• **TASK DIRECTIONS**
Identify every line in the material below that contains the word "collar" and copy each of those lines.

Object location annotation data
+---+

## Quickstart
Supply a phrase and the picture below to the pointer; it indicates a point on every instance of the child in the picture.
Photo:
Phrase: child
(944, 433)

+---+

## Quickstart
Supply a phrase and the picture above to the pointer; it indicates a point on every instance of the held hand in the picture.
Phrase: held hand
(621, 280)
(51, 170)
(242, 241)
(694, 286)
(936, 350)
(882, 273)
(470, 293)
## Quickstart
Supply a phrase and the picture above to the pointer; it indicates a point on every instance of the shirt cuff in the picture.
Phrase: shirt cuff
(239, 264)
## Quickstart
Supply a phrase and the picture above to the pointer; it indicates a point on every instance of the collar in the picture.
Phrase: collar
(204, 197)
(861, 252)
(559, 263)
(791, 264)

+---+

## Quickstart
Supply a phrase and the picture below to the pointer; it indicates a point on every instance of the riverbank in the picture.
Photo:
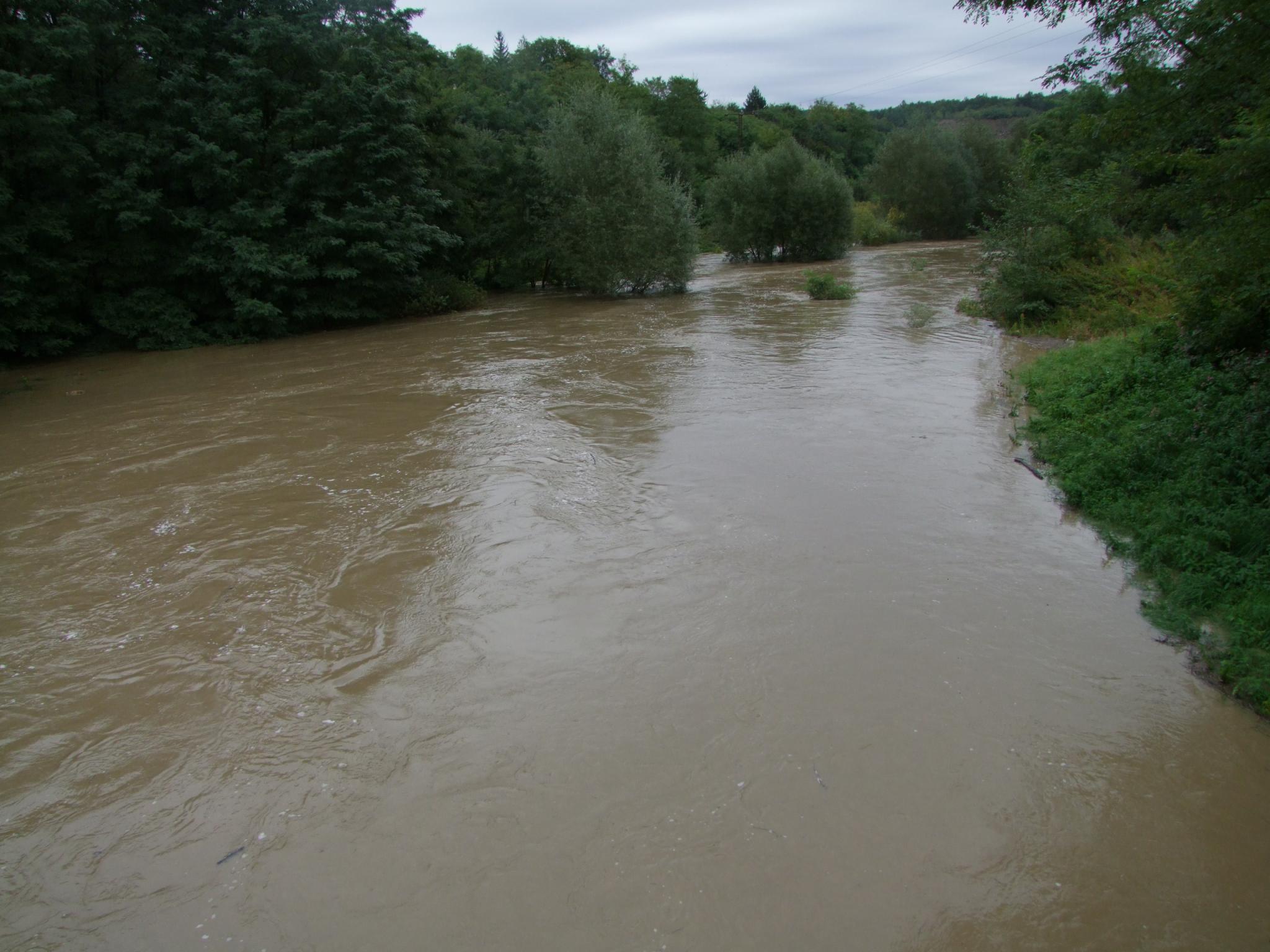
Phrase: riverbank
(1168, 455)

+---+

• **OUTPUT OF THE EXERCISE**
Supply a phrase and the picture above to the pointer; it indicates a point on every instance of the collar in the picture.
Phrase: collar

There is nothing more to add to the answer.